# EXTRACTED RECORDS
- - -

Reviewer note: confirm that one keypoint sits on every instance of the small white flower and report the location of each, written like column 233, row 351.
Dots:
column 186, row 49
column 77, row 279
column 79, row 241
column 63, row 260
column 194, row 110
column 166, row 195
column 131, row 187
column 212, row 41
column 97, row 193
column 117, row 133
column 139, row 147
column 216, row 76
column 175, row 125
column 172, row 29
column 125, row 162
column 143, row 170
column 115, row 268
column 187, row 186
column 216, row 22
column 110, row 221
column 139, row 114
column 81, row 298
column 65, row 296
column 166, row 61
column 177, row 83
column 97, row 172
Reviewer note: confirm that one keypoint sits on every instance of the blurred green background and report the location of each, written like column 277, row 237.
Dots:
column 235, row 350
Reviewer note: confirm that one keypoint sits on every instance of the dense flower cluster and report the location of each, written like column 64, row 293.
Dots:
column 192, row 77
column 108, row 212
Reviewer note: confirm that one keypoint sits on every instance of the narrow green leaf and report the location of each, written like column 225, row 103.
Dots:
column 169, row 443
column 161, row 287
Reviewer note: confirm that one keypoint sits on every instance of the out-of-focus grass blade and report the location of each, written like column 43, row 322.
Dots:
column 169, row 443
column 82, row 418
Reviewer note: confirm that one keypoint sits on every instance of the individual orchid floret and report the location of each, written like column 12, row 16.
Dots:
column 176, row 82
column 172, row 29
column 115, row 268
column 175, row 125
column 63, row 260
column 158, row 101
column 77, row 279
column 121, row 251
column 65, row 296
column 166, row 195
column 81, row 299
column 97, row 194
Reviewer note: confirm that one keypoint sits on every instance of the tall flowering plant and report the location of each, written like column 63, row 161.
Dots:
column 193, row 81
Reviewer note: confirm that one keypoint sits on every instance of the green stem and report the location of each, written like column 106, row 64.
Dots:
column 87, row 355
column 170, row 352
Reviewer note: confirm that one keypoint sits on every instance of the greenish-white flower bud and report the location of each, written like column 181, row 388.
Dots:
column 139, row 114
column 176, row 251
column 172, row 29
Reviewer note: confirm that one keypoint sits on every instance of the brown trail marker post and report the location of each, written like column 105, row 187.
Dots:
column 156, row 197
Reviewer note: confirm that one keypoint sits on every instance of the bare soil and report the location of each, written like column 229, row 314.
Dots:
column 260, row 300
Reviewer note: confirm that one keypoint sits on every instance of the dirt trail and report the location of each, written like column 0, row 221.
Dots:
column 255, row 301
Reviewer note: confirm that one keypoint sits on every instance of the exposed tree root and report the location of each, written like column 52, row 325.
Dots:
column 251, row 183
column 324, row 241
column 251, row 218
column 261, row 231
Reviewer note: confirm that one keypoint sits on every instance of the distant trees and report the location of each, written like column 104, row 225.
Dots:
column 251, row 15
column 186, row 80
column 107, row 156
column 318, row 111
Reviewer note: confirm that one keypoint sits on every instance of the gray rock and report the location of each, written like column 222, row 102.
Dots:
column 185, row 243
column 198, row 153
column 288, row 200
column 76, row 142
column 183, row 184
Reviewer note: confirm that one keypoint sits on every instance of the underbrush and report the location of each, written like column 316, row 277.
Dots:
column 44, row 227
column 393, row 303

- - -

# THE TASK
Extract every line containing the string "white" from the material.

# REPLY TO THE EXERCISE
Reviewer note: confirm that one keypoint sits on every instance of the small white flower and report the location of each, written like column 233, row 351.
Reviewer note: confirm that one keypoint sits on every instance of the greenish-white flower bud and report the location of each, written like column 181, row 388.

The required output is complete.